▶ _Texte source_
_____

La presse se délecte d’une étude sur le lien entre l’industrie pharmaceutique et les prescriptions des médecins. Et bien sûr on tape aveuglément sur l’ensemble des médecins !

La méthodologie de cette étude est intéressante, mais ses résultats sont compliqués à interpréter. Il manque en effet une donnée essentielle. Cette étude croise une base de données dans laquelle sont déclarés tous les dons déclarés en nature ou espèces dont bénéficient les médecins, et des indicateurs de qualité de prescription de l’Assurance Maladie.

Le groupe qui perçoit le plus gros montant de l’industrie pharmaceutique est aussi nettement plus masculin et a une plus forte activité de soins. Or ces deux caractéristiques sont exactement celles des médecins les plus âgés

Pyramide des âges des médecins généralistes source : medecindirect
Pyramide des âges des médecins généralistes source : medecindirect

(https://www.medecindirect.fr/…/Pyramide-des-âges-des-méde…).

_____

▶ _Liste des tâches_
**a.** Recopiez sans rien changer le passage du texte sur les dons de l'industrie pharmaceutique aux médecins qui s'ouvre sur les mots contenant « La méthodologie de » et se clôt sur « de l’Assurance Maladie. ».
**b.** D'après le texte sur les dons de l'industrie pharmaceutique aux médecins, quelles sont les deux caractéristiques du groupe qui perçoit le plus gros montant de l'industrie pharmaceutique ?
**c.** Prolongez le texte sur les dons de l'industrie pharmaceutique aux médecins à partir de l'endroit où il s'arrête.

▶ _Extrait de données_

_____

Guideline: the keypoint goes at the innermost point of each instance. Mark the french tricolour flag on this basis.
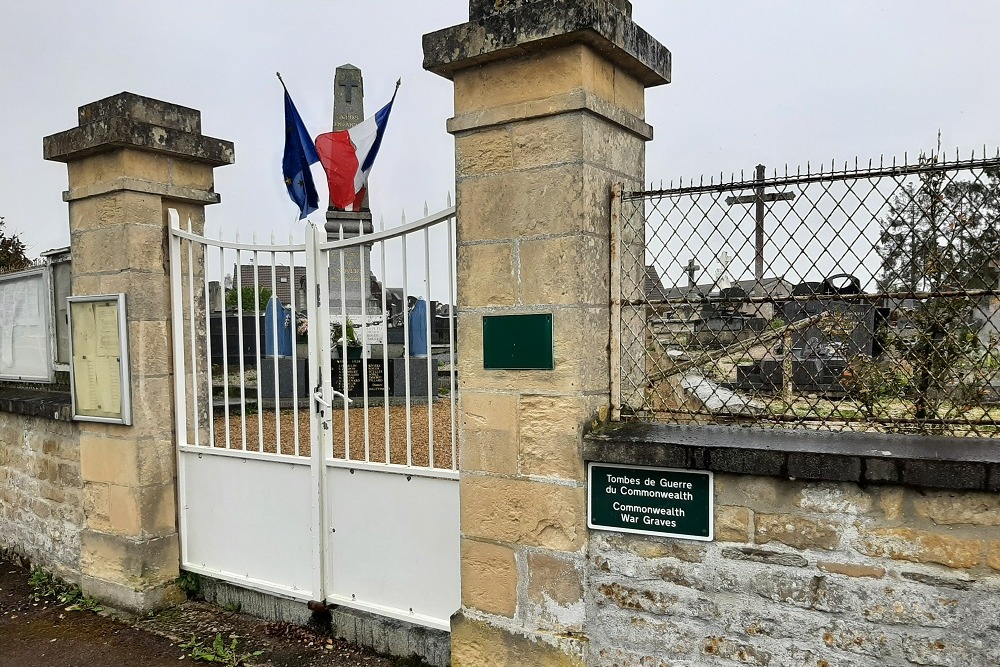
(347, 157)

_____

▶ _Vos réponses_
**a.**
La méthodologie de cette étude est intéressante, mais ses résultats sont compliqués à interpréter. Il manque en effet une donnée essentielle. Cette étude croise une base de données dans laquelle sont déclarés tous les dons déclarés en nature ou espèces dont bénéficient les médecins, et des indicateurs de qualité de prescription de l’Assurance Maladie.

**b.** Ce groupe est nettement plus masculin et a une plus forte activité de soins.

**c.**
L’article, qui est pourtant riche de détails, oublie tout simplement de mentionner l’âge des médecins… Nous pensons que les groupes de montants croissants déterminés par les auteurs sont des groupes d’âges croissants, mais qu’ils ont souhaité le dissimuler aux lecteurs.

Les « indicateurs de qualité » de l’Assurance Maladie disent tous la même chose.

Sur les onze indicateurs de qualité de prescription de l’Assurance Maladie, 5 portent sur la prescription de médicaments génériques, et les autres portent plus ou moins sur la reconduction systématique des ordonnances. L’autre indicateur est la conséquence directe de ce qui précède, il s’agit du montant moyen prescrit.

Cette étude nous montre donc tout simplement que les médecins les plus âgés prescrivent moins de génériques, et ont plus de difficultés à interrompre une prescription. Ces faits étaient déjà connus, mais sont bien éloignés de l’idée que des médecins seraient corrompus par l’industrie pharmaceutique.

L’étude indique clairement que l’état de santé des patients n’a pas pu être pris en compte, et qu’aucun lien de causalité ne peut être déduit de l’association statistique retrouvée.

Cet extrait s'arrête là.